**EXPLORE EL MATERIAL:**
(1) Según el texto sobre la violencia de género, ¿en qué localidad argentina el mensaje apunta a los rivales y a la sociedad en su conjunto?
(2) En el texto sobre la violencia de género, cambie "Buenos Aires" por "Rosario" y transcriba el fragmento que comienza en "A primera vista, la" y termina en "de borrado simbólico.".
(3) Prolongue el texto sobre la violencia de género a partir de su última oración.

---------- FRAGMENTO CITADO ----------

A primera vista, la distancia entre los suburbios de Buenos Aires e Israel es enorme, pero los patrones de violencia de género se parecen de manera inquietante. Tras el 7 de octubre, surgieron en Israel testimonios desgarradores sobre agresiones sexuales y el uso deliberado del cuerpo de las mujeres como parte de una estrategia de terror: no sólo como daño individual, sino como marca de infamia sobre una comunidad entera. También aquí el cuerpo femenino se convierte en un “lenguaje” de poder: un medio de humillación, de imposición de miedo y de borrado simbólico.

Paralelamente, el escenario israelí está atravesado por un fuerte componente ideológico y religioso cuyas consecuencias son palpables en los derechos, en la educación y en el espacio público. Las luchas por la independencia del Poder Judicial inciden directamente en la capacidad del Estado de proteger los derechos de mujeres y minorías; en ciertos sistemas educativos, sobre todo en el ámbito ultraortodoxo, las niñas crecen con programas de estudio restringidos que no les brindan herramientas ciudadanas, científicas y profesionales en igualdad de condiciones; y en el espacio público proliferan intentos de imponer segregaciones de género o limitaciones a la participación de mujeres en la academia, el ejército y la cultura. Aun así, voces feministas-religiosas desde dentro del mismo mundo de fe intentan cuestionar jerarquías y exigir igualdad.
Ya se trate de carteles que buscan sembrar terror social en los suburbios argentinos o de grupos terroristas cuya meta es borrar identidades y someter comunidades en Israel, el cuerpo femenino se convierte en el soporte de un mensaje político y violento. En Florencio Varela, el mensaje apunta a los rivales y a la sociedad en su conjunto: “nosotros somos el poder”. En Israel, la señal busca deshumanizar y generar un terror colectivo. En ambos casos, las mujeres no son “daños colaterales”: son objetivos estratégicos.

---------- MATERIAL PRESENTADO ----------

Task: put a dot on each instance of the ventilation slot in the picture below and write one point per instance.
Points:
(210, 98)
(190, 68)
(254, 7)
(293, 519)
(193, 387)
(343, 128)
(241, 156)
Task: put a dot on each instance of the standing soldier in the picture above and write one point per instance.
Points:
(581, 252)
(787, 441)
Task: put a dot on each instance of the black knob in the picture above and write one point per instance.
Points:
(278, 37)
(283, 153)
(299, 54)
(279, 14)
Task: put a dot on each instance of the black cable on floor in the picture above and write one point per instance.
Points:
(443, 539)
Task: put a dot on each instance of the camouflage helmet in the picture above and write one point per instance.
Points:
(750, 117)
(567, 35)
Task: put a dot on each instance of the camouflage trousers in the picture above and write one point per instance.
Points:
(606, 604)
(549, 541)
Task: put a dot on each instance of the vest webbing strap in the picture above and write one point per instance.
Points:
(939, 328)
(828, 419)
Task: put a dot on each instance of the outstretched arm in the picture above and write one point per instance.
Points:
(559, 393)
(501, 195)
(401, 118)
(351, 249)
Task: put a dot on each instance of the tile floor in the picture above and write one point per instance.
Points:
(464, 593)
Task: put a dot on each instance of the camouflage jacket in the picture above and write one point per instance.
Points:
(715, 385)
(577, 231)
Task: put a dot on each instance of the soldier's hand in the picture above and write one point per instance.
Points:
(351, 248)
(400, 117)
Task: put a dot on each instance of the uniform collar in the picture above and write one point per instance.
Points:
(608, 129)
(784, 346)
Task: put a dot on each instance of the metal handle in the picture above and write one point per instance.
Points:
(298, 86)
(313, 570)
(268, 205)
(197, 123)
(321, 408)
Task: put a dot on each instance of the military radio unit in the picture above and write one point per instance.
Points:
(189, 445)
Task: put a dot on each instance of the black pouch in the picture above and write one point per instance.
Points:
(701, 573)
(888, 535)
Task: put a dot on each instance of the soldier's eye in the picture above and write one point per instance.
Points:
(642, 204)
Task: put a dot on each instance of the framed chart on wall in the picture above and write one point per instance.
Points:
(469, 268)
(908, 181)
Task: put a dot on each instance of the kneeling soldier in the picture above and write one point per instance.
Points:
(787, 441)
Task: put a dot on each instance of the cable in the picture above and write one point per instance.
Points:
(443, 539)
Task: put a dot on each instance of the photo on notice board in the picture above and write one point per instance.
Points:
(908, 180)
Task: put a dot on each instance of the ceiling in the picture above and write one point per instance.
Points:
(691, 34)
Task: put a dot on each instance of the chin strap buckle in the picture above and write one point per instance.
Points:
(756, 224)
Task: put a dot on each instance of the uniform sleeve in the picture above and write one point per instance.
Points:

----------

**RESPUESTAS NUMERADAS:**
(1) En Florencio Varela.

(2)
A primera vista, la distancia entre los suburbios de Rosario e Israel es enorme, pero los patrones de violencia de género se parecen de manera inquietante. Tras el 7 de octubre, surgieron en Israel testimonios desgarradores sobre agresiones sexuales y el uso deliberado del cuerpo de las mujeres como parte de una estrategia de terror: no sólo como daño individual, sino como marca de infamia sobre una comunidad entera. También aquí el cuerpo femenino se convierte en un “lenguaje” de poder: un medio de humillación, de imposición de miedo y de borrado simbólico.

(3)
La conmoción social es indispensable, pero no sustituye a las políticas públicas. En la Argentina, junto con la exigencia de justicia y castigo a los responsables, es necesario reactivar la inversión en educación, empleo y protección social para adolescentes y jóvenes, para que no sean empujadas a los márgenes donde resulta más fácil explotarlas y utilizar sus cuerpos como moneda de cambio criminal y política. En Israel, además del reconocimiento oficial y social de los crímenes sexuales del 7 de octubre, se requiere un esfuerzo sostenido para resguardar espacios de igualdad para las mujeres –en la justicia, la educación, el ejército y la cultura– frente a los intentos de reducir su libertad en nombre de una ideología política o religiosa.
El hilo que conecta Florencio Varela con las localidades del sur de Israel es claro: mientras el cuerpo femenino siga siendo un terreno legítimo para la transmisión de mensajes, ninguno de nosotros está a salvo. La respuesta debe ser doble: justicia y sanción, pero también políticas sociales profundas; seguridad, pero también igualdad. Por encima de todo, una convicción básica: ninguna mujer es descartable y ningún cuerpo puede convertirse en arma.